* _Problem to work on_: Can you rewrite all of the rows below as a numbered list, skipping any blank lines and leaving out the pictures?

* _Supplied records_:
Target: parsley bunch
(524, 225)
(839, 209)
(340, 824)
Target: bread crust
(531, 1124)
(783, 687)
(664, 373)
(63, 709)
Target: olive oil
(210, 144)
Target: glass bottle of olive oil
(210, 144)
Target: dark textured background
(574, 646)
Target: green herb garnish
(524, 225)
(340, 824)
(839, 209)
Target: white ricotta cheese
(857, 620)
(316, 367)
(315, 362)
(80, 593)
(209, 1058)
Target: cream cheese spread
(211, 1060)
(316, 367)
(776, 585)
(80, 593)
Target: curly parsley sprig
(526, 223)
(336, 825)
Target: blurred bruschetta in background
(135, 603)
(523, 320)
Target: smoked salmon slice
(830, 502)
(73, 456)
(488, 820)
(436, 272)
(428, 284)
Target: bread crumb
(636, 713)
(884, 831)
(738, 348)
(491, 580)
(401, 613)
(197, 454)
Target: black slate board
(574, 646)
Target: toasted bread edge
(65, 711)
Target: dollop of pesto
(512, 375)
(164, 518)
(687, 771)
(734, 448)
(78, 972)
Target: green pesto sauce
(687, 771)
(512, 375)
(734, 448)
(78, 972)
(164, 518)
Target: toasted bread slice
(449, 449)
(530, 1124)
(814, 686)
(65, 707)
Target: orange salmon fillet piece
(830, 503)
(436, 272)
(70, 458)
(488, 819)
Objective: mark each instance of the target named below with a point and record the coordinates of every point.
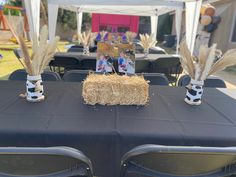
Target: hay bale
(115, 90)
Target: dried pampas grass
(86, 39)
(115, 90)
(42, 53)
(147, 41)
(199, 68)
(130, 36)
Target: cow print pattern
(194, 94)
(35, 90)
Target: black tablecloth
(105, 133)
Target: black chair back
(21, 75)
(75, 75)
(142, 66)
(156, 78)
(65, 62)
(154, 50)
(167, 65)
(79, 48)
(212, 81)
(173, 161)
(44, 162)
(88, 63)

* _Task answer_:
1. Target: parsley bunch
2. (524, 225)
3. (839, 209)
4. (340, 824)
5. Target: bread crust
6. (531, 1124)
7. (783, 687)
8. (664, 373)
9. (63, 709)
10. Target: olive oil
11. (210, 144)
12. Target: glass bottle of olive oil
13. (210, 144)
14. Target: dark textured background
15. (574, 646)
16. Target: green herb garnish
17. (524, 225)
18. (340, 824)
19. (839, 209)
20. Target: white ricotta cheese
21. (857, 620)
22. (316, 367)
23. (315, 362)
24. (80, 593)
25. (209, 1058)
26. Target: cream cheese spread
27. (211, 1060)
28. (316, 367)
29. (776, 585)
30. (80, 593)
31. Target: curly parsley sprig
32. (526, 223)
33. (336, 825)
34. Target: blurred bruschetta in background
35. (135, 603)
36. (523, 320)
37. Target: smoked salmon slice
38. (830, 502)
39. (73, 456)
40. (488, 820)
41. (436, 272)
42. (428, 284)
43. Target: bread crumb
44. (636, 713)
45. (884, 831)
46. (738, 348)
47. (491, 580)
48. (401, 613)
49. (197, 454)
50. Target: black slate board
51. (574, 646)
52. Target: toasted bread edge
53. (65, 711)
54. Target: dollop of pesto
55. (512, 375)
56. (164, 518)
57. (687, 771)
58. (734, 448)
59. (78, 972)
60. Target: green pesto sauce
61. (687, 771)
62. (512, 375)
63. (734, 448)
64. (78, 972)
65. (164, 518)
66. Target: toasted bread slice
67. (449, 449)
68. (530, 1124)
69. (814, 686)
70. (65, 707)
71. Target: orange salmon fillet piece
72. (830, 503)
73. (436, 272)
74. (70, 458)
75. (488, 819)
76. Objective: mark each instance of the target named below with a point and record the coordinates of every point.
77. Target: hay bale
78. (115, 90)
79. Target: dried pampas grass
80. (86, 39)
81. (115, 90)
82. (42, 53)
83. (147, 41)
84. (199, 68)
85. (130, 36)
86. Target: cow print pattern
87. (194, 94)
88. (35, 90)
89. Target: black tablecloth
90. (105, 133)
91. Target: black chair back
92. (21, 75)
93. (75, 75)
94. (142, 66)
95. (156, 78)
96. (65, 62)
97. (154, 50)
98. (167, 65)
99. (79, 48)
100. (212, 81)
101. (173, 161)
102. (44, 162)
103. (88, 63)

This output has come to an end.